- _Task goal_: Present the data once more in exactly its original form.

(Items listed in a dataset)
>> begin
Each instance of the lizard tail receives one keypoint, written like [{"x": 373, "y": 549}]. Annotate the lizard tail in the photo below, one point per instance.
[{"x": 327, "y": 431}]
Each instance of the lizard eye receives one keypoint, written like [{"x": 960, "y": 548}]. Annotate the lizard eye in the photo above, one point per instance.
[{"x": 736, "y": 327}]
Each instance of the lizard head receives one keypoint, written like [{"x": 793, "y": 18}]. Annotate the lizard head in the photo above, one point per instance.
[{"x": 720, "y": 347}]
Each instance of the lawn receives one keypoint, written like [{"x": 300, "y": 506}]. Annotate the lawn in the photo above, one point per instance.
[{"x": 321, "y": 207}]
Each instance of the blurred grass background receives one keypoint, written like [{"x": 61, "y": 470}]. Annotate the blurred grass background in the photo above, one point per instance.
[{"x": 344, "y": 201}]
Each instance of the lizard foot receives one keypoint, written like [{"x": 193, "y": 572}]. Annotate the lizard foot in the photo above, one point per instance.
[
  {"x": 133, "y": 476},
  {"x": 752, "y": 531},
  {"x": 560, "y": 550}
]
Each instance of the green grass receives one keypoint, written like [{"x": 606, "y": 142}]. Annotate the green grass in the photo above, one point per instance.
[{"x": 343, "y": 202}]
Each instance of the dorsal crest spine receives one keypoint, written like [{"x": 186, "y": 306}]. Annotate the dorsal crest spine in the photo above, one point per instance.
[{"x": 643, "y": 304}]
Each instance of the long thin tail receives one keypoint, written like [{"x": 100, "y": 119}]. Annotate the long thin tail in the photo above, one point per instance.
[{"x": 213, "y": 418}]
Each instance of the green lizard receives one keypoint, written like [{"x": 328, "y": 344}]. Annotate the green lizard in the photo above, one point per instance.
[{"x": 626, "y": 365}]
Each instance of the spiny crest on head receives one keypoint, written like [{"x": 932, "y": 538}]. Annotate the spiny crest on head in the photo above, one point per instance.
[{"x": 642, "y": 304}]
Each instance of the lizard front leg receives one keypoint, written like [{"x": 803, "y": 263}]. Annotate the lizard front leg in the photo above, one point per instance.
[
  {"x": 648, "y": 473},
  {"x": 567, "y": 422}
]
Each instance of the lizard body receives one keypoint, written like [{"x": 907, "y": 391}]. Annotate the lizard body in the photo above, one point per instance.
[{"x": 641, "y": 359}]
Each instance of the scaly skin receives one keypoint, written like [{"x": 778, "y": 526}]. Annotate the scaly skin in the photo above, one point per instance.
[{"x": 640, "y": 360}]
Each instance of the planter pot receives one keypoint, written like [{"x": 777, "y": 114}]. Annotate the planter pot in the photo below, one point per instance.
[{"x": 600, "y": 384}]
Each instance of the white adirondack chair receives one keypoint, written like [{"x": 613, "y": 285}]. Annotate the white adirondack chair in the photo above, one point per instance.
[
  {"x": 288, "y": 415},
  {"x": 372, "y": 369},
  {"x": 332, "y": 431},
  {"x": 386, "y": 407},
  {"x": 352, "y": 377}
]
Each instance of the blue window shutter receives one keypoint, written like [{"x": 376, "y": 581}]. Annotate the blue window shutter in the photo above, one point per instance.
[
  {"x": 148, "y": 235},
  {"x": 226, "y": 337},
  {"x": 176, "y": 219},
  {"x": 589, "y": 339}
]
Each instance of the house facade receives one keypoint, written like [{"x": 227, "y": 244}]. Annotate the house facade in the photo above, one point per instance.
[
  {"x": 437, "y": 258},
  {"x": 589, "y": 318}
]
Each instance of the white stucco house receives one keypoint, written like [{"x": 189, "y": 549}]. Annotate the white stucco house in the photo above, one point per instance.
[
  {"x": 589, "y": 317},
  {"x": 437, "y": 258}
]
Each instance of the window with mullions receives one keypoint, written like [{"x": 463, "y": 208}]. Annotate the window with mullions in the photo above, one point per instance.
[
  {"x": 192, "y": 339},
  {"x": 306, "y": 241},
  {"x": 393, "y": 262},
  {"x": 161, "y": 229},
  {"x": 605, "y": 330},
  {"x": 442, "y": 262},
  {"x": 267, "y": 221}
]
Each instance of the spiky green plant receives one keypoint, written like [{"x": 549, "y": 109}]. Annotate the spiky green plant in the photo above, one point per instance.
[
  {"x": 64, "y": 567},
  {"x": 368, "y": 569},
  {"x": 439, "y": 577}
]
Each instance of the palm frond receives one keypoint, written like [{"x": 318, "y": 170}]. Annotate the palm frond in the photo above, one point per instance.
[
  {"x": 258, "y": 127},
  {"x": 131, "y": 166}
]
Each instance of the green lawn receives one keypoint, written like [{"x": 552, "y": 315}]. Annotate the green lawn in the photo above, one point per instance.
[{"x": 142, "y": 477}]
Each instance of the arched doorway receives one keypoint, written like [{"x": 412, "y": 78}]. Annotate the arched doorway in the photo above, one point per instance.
>> end
- _Answer_:
Each instance of the lizard tail receives one keypoint, written like [{"x": 373, "y": 549}]. Annotate the lizard tail in the photo below, one point per instance.
[{"x": 327, "y": 431}]
Each instance of the lizard eye receives one keypoint, written like [{"x": 960, "y": 548}]. Annotate the lizard eye in the photo above, one point per instance.
[{"x": 736, "y": 327}]
Each instance of the lizard head receives one keypoint, written like [{"x": 793, "y": 18}]. Annotate the lizard head in the photo above, one point per instance.
[{"x": 720, "y": 347}]
Each instance of the lawn receives one keypoint, written like [{"x": 300, "y": 506}]. Annotate the lawn in the photo above, one point per instance.
[{"x": 321, "y": 207}]
Each instance of the blurred grass background receives one keypoint, written like [{"x": 61, "y": 470}]. Annotate the blurred grass background in the photo above, one point per instance.
[{"x": 344, "y": 201}]
Each instance of the lizard foot receives one keypoint, written like [{"x": 193, "y": 572}]. Annotate the lizard foot in the photo above, one point per instance.
[
  {"x": 133, "y": 476},
  {"x": 752, "y": 531},
  {"x": 560, "y": 550}
]
Each instance of the green grass receives one keypoint, written like [{"x": 606, "y": 142}]. Annotate the green grass in the photo above, one point per instance.
[{"x": 343, "y": 202}]
Each instance of the dorsal crest spine receives one keypoint, written like [{"x": 186, "y": 306}]. Annotate the dorsal crest spine in the photo above, one point per instance.
[{"x": 643, "y": 304}]
Each instance of the long thin tail receives one keypoint, written like [{"x": 100, "y": 119}]. Annotate the long thin tail in the photo above, one point per instance.
[{"x": 213, "y": 418}]
Each instance of the green lizard receives one keypoint, written like [{"x": 328, "y": 344}]. Annotate the green lizard in the photo above, one point per instance.
[{"x": 626, "y": 365}]
Each instance of the spiny crest on head receives one keypoint, written like [{"x": 932, "y": 538}]. Annotate the spiny crest on head in the photo above, one point per instance.
[{"x": 642, "y": 304}]
Each instance of the lizard front leg receives one keypoint, written like [{"x": 803, "y": 263}]. Annotate the lizard front leg in the photo above, one point per instance.
[
  {"x": 648, "y": 473},
  {"x": 567, "y": 422}
]
Each instance of the lizard body receives one keypoint, written like [{"x": 907, "y": 391}]. Annotate the lizard body in the photo above, one point per instance.
[{"x": 641, "y": 359}]
Each instance of the scaly skin receives one keypoint, written like [{"x": 778, "y": 526}]. Annotate the scaly skin in the photo above, one point per instance.
[{"x": 640, "y": 360}]
Each instance of the planter pot receives one keypoint, written like [{"x": 777, "y": 114}]. Annotate the planter pot in the photo below, one point per instance.
[{"x": 600, "y": 384}]
Each instance of the white adirondack chair receives one keypoint, written like [{"x": 613, "y": 285}]. Annotate the white adirondack chair in the photo above, one point per instance.
[
  {"x": 288, "y": 415},
  {"x": 372, "y": 369},
  {"x": 332, "y": 431},
  {"x": 386, "y": 407},
  {"x": 352, "y": 377}
]
Each instance of the blue window shutter receives one keypoint, written like [{"x": 376, "y": 581}]. Annotate the blue window shutter in the photo above, one point per instance.
[
  {"x": 148, "y": 235},
  {"x": 226, "y": 337},
  {"x": 176, "y": 219},
  {"x": 589, "y": 339}
]
Each instance of the house facade receives one keypoint, written like [{"x": 227, "y": 244}]. Annotate the house facade in the photo above, one point per instance.
[
  {"x": 437, "y": 258},
  {"x": 589, "y": 318}
]
Each instance of the white stucco house receives one keypoint, written like [{"x": 189, "y": 549}]. Annotate the white stucco house in the photo above, one point per instance.
[
  {"x": 589, "y": 317},
  {"x": 437, "y": 258}
]
Each instance of the window with mullions receives one keypoint, written like [{"x": 463, "y": 208}]. Annotate the window with mullions in the photo above, one point per instance.
[
  {"x": 192, "y": 339},
  {"x": 306, "y": 241},
  {"x": 393, "y": 262},
  {"x": 161, "y": 229},
  {"x": 605, "y": 330},
  {"x": 442, "y": 262},
  {"x": 267, "y": 221}
]
Each instance of the spiky green plant receives one keypoint, written like [{"x": 549, "y": 109}]. Annotate the spiky green plant in the photo above, one point per instance.
[
  {"x": 64, "y": 567},
  {"x": 368, "y": 569},
  {"x": 439, "y": 577}
]
Each instance of the palm frond receives one keypoint, written like [{"x": 318, "y": 170}]. Annotate the palm frond in the photo above, one point per instance.
[
  {"x": 258, "y": 127},
  {"x": 131, "y": 166}
]
Each instance of the green lawn receives one keypoint, written like [{"x": 552, "y": 315}]. Annotate the green lawn in the photo above, one point per instance.
[{"x": 142, "y": 477}]
Each instance of the arched doorway receives one keypoint, written like [{"x": 412, "y": 78}]. Annotate the arched doorway in the photo above, one point per instance.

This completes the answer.